Can you retype the full article below on Todd Woodbridge's view of Federer's future after the coronavirus break, word for word?

■ Excerpt ■
□ □ □ □
KEY POINTS

  • Federer has not won a Grand Slam in more than two years now
  • Todd Woodbridge does not see the Big Three dominating post the coronavirus break
  • Federer will be shy of 40 if he chooses to play at the Wimbledon next year

Doubles legend Todd Woodbridge has suggested that the break due to the coronavirus pandemic has “broken up a great period of tennis” and could make way to a whole new era.

While the French Open and US Open remain in doubt, the All England Club Wednesday declared that the grass-court tournament, for the very first time in history, won’t be a part of tennis’ calendar year due to the ongoing virus crisis.

If Federer chooses to give another shot at the Wimbledon, he will be shy of his 40th birthday next year. More than two years have passed since Federer won a Grand Slam as his 20th major victory remains his last that was the 2018 Australian Open. Before ATP halted its tennis tournaments due to the virus, Federer had announced that he has undergone arthroscopic surgery on his right knee and that he will have to miss the next five events on his schedule—Dubai, Indian Wells, Miami, Bogota and the French Open.

The Australian tennis legend, Woodbridge is not sure if the soon-to-be 39 will be “motivated enough" to start over his tennis routine all over again.

“The question that Roger will have to ask himself is how motivated is he to come back for another year? Or has this actually helped him? But the less match play that you get in this period at that age, it’s so much harder to come back and recover once you start again.

So I really think that post-2020 will be a new era of people trying to create records because it’ll have really have broken up a great period in tennis. It has stopped the potential, I think, of Federer winning one or two more. It becomes very highly unlikely for him,” Woodbridge said in a recent interview.

Woodbridge, who is a 16-time doubles Grand Slam winner, is certain that the coronavirus break will change the course of tennis. He cannot see the Big Three — Federer, Rafael Nadal and Novak Djokovic — continuing to dominate the sport as they have for the past decade-and-a-half.
□ □ □ □
■ Listed entries ■
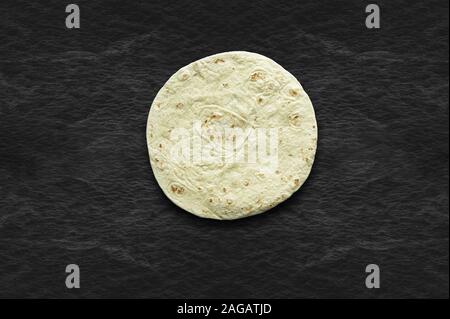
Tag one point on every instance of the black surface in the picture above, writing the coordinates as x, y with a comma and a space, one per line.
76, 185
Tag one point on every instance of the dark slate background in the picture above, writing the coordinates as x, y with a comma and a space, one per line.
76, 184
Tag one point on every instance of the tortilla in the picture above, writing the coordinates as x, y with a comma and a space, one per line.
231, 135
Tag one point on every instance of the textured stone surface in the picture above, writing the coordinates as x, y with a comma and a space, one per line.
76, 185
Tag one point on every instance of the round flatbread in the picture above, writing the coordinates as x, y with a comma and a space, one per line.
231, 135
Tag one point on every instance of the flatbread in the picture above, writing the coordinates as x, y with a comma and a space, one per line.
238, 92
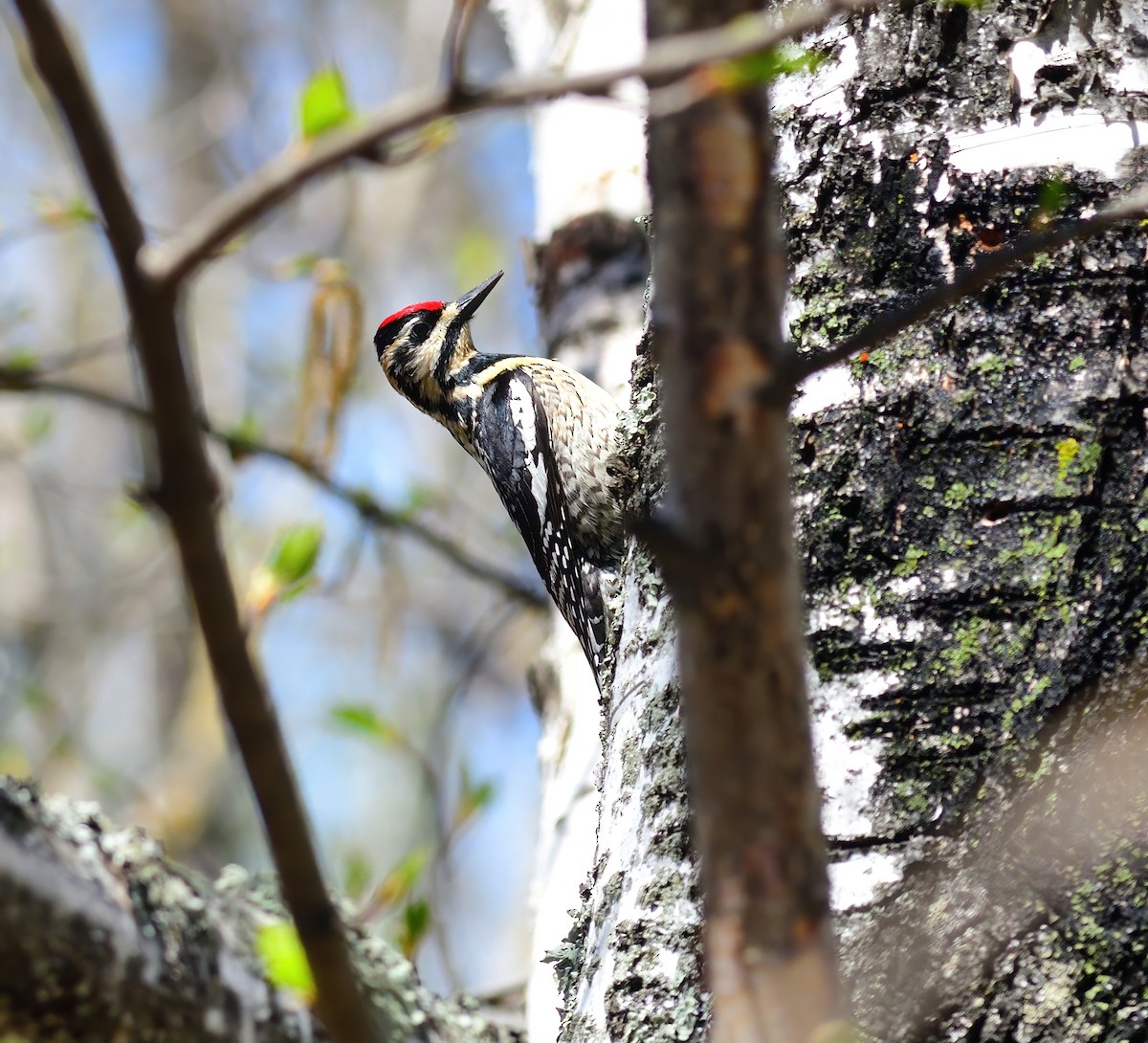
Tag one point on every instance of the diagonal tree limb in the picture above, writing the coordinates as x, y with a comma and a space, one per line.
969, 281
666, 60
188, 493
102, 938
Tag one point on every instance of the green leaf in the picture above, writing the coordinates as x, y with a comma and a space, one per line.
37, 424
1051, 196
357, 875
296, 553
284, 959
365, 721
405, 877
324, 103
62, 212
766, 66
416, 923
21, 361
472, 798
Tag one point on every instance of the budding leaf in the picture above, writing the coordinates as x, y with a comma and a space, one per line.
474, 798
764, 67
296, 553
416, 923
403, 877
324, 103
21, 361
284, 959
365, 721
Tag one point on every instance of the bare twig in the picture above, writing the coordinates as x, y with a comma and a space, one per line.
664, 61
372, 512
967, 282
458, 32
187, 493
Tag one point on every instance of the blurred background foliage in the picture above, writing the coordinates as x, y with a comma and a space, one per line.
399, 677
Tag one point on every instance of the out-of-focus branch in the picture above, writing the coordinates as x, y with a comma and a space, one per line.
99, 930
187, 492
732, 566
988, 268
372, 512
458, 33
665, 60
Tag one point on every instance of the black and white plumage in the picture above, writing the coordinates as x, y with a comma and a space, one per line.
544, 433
□ □ □ □
■ Your response ■
KEY POINTS

  • Federer has not won a Grand Slam in more than two years now
  • Todd Woodbridge does not see the Big Three dominating post the coronavirus break
  • Federer will be shy of 40 if he chooses to play at the Wimbledon next year

Doubles legend Todd Woodbridge has suggested that the break due to the coronavirus pandemic has “broken up a great period of tennis” and could make way to a whole new era.

While the French Open and US Open remain in doubt, the All England Club Wednesday declared that the grass-court tournament, for the very first time in history, won’t be a part of tennis’ calendar year due to the ongoing virus crisis.

If Federer chooses to give another shot at the Wimbledon, he will be shy of his 40th birthday next year. More than two years have passed since Federer won a Grand Slam as his 20th major victory remains his last that was the 2018 Australian Open. Before ATP halted its tennis tournaments due to the virus, Federer had announced that he has undergone arthroscopic surgery on his right knee and that he will have to miss the next five events on his schedule—Dubai, Indian Wells, Miami, Bogota and the French Open.

The Australian tennis legend, Woodbridge is not sure if the soon-to-be 39 will be “motivated enough" to start over his tennis routine all over again.

“The question that Roger will have to ask himself is how motivated is he to come back for another year? Or has this actually helped him? But the less match play that you get in this period at that age, it’s so much harder to come back and recover once you start again.

So I really think that post-2020 will be a new era of people trying to create records because it’ll have really have broken up a great period in tennis. It has stopped the potential, I think, of Federer winning one or two more. It becomes very highly unlikely for him,” Woodbridge said in a recent interview.

Woodbridge, who is a 16-time doubles Grand Slam winner, is certain that the coronavirus break will change the course of tennis. He cannot see the Big Three — Federer, Rafael Nadal and Novak Djokovic — continuing to dominate the sport as they have for the past decade-and-a-half.